*ИСХОДНЫЕ ДАННЫЕ*
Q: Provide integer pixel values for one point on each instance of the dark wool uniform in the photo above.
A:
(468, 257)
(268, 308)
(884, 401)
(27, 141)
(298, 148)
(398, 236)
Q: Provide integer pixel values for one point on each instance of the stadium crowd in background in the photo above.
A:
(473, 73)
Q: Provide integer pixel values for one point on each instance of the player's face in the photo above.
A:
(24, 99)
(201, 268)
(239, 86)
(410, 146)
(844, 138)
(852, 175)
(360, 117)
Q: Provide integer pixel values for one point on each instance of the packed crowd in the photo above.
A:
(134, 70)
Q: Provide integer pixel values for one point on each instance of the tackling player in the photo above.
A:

*ЗАДАНИЕ*
Перепишите все пункты выше, заменив «packed crowd» на «dense crowd». Остальное оставьте без изменений.

*ОТВЕТ К ЗАДАНИЮ*
Q: Provide integer pixel values for one point on each instance of the dark wool uniform in the photo above.
A:
(468, 257)
(268, 308)
(884, 401)
(27, 141)
(298, 148)
(398, 236)
Q: Provide integer pixel values for one point on each instance of the stadium crowd in background in the photo above.
A:
(473, 73)
Q: Provide integer pixel values for one point on each instance of the player's face in the photo above.
A:
(24, 99)
(201, 268)
(239, 86)
(410, 146)
(844, 138)
(852, 175)
(360, 117)
Q: Provide integer pixel values for one point on each instance of the dense crowd in the photo above.
A:
(134, 70)
Q: Provide integer pixel values for one point on each instance of the tackling player in the photo above.
A:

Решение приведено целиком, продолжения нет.